━━━━━ PROVIDED ENTRIES

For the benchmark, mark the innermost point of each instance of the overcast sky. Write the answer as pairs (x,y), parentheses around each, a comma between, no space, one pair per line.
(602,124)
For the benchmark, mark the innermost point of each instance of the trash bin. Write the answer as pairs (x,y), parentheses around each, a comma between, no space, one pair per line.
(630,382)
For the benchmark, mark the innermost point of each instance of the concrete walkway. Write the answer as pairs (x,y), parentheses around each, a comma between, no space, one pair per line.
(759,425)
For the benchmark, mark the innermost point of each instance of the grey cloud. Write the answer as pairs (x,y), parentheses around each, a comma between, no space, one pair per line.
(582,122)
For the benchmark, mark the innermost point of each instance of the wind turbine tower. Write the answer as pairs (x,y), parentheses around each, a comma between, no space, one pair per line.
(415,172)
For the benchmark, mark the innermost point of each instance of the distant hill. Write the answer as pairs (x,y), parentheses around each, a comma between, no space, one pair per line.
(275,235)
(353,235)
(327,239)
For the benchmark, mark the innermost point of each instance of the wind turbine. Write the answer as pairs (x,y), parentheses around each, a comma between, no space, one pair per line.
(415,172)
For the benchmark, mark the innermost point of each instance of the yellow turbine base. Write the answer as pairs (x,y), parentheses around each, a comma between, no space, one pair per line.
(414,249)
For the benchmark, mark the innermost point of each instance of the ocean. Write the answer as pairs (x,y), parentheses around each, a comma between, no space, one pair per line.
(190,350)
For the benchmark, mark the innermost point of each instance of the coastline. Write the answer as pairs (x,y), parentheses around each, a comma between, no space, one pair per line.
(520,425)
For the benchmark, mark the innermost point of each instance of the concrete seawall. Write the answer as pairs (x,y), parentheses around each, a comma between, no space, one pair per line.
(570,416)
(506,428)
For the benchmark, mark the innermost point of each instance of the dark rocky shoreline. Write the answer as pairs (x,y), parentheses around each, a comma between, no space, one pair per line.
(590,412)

━━━━━━━━━━

__WRITTEN PROBLEM__:
Convert the lines from the line containing "of the dark" through the end of the records into a Markdown table with the columns Row and Record line, numbering each line and omitting any blank lines.

__RESULT OF THIS TASK__:
| Row | Record line |
|---|---|
| 1 | For the benchmark, mark the innermost point of each instance of the dark rocky shoreline. Write the answer as pairs (x,y), parentheses around each, a comma between, no space, one pair per line. |
| 2 | (590,412) |